WHAT IS REQUIRED:
Your task is to write out the lines from the line containing "If you could spot the navy" through the last line of the material, exactly.

(Named object pointing entries)
------
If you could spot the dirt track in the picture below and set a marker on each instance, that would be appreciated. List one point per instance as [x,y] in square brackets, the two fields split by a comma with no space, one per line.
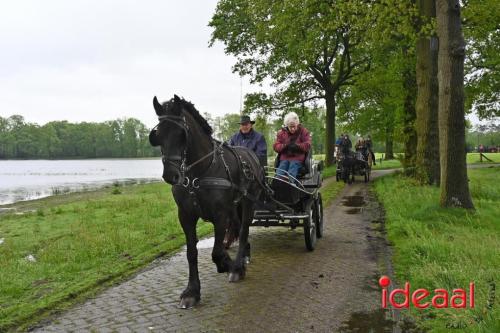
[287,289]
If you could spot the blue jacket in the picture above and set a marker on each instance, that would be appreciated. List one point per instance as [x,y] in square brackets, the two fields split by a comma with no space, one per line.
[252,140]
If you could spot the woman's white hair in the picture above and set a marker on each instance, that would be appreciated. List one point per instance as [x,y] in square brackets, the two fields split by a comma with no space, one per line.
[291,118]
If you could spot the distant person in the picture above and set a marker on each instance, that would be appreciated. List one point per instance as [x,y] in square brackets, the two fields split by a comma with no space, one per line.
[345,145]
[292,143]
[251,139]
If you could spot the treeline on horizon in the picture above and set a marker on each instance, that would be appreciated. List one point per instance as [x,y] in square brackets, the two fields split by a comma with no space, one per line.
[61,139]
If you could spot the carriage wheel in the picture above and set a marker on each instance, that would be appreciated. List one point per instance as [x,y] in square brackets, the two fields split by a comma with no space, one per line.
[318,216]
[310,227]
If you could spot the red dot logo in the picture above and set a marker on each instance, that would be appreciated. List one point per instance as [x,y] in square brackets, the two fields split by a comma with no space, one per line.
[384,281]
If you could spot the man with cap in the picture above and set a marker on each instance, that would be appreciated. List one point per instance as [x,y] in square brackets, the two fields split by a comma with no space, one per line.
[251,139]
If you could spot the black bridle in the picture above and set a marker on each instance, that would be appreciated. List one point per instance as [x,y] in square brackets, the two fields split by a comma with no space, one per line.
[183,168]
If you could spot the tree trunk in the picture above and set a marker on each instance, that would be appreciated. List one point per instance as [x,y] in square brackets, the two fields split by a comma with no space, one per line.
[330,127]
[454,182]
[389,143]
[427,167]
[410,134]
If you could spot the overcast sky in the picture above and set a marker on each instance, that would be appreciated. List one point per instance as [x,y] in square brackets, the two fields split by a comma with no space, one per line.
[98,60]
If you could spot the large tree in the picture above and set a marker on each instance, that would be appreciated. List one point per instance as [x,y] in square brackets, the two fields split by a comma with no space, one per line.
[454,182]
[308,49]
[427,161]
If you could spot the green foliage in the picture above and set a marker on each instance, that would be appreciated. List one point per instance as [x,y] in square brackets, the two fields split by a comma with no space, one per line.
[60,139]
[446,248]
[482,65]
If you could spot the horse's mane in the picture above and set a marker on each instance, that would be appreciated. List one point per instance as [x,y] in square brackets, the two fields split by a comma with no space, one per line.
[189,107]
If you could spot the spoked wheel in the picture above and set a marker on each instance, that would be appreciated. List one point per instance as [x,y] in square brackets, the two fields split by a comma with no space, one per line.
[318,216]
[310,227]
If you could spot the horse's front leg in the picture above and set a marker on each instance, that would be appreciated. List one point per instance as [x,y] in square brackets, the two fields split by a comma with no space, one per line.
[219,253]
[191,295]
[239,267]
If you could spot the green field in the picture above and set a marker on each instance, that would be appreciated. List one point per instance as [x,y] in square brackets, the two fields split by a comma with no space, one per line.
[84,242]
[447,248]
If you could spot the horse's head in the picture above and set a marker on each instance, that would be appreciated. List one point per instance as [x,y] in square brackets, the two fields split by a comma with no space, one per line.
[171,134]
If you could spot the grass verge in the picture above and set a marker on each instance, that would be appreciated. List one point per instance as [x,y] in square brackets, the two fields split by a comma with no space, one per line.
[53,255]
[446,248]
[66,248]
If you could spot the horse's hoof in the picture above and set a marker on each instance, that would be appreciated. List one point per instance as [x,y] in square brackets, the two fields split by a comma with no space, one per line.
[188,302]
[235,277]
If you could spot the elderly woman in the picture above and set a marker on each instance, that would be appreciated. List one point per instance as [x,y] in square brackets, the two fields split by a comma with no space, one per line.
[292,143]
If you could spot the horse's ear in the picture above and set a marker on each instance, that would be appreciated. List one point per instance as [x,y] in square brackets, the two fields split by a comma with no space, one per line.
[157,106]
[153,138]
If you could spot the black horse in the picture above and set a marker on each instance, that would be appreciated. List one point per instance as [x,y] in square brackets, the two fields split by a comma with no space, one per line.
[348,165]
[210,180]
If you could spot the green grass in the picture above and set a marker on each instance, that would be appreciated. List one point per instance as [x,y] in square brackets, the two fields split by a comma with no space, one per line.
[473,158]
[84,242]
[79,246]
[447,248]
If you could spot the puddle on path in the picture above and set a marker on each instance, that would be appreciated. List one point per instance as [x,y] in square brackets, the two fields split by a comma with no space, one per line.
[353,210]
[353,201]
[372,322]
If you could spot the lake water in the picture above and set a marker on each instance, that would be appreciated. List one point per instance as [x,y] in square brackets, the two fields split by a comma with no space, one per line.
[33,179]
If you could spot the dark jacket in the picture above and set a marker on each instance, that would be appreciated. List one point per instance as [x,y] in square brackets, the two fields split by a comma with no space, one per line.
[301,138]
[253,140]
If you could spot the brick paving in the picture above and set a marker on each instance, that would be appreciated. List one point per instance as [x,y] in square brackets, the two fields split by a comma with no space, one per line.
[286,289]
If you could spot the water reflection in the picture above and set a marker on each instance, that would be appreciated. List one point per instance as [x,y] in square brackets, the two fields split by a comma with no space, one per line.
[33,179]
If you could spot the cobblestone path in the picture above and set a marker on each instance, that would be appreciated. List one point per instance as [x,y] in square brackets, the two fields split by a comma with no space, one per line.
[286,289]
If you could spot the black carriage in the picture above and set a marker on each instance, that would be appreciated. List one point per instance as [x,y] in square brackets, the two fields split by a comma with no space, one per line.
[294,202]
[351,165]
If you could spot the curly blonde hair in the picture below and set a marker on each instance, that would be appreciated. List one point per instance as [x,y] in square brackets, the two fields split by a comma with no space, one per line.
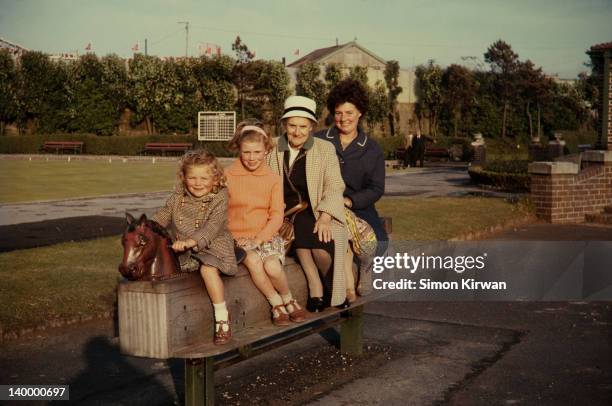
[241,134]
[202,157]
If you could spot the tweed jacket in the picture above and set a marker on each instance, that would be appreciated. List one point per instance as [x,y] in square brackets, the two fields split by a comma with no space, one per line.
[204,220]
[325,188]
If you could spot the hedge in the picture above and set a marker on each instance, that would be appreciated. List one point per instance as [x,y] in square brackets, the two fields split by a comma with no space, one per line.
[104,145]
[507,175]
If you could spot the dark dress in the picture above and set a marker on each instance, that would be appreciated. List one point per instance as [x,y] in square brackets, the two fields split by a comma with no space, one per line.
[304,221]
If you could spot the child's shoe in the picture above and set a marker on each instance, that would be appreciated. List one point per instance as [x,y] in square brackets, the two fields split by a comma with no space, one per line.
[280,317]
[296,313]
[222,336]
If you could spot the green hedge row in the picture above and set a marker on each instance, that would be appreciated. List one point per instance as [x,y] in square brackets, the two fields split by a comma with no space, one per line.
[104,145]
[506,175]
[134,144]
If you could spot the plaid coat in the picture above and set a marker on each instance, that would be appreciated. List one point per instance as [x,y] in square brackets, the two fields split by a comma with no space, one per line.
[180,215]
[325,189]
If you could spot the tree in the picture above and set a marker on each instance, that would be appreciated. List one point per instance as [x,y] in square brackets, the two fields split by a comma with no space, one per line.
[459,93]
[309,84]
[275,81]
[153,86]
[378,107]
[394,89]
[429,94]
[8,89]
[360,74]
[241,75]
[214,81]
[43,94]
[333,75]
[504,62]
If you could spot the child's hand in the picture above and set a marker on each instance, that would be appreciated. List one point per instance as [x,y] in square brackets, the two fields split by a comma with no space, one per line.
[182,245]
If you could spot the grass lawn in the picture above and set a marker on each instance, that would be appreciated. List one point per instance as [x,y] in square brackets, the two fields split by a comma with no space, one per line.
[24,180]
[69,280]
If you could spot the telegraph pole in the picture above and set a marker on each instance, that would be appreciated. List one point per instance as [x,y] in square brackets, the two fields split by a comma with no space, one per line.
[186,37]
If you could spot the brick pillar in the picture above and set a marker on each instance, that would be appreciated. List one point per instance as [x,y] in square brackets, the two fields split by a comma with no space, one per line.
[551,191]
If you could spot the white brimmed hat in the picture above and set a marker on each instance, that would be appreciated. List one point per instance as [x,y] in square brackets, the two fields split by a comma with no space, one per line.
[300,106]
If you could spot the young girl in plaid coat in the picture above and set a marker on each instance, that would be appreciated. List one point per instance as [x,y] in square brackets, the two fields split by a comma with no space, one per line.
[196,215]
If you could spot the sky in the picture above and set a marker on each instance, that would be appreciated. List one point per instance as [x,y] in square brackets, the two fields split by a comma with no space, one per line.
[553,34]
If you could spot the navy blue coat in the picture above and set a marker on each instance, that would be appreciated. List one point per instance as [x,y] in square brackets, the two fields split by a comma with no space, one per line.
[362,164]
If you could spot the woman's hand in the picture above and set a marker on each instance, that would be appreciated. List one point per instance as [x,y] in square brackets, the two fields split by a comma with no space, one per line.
------
RESULT OF THIS EXERCISE:
If you could spot the navy blue coat in the picture above and set a marker on each instance, that would be appreciated. List one point per instance as [x,y] in square brackets, the two fields split by a comma with no space, one per line.
[362,164]
If you could spot the woman's hand in the picture above and set a marker on each instance, that would be appreciated. List one point per instance as [x,y] in square brackets, the two fields split by a comma with no space, one per line.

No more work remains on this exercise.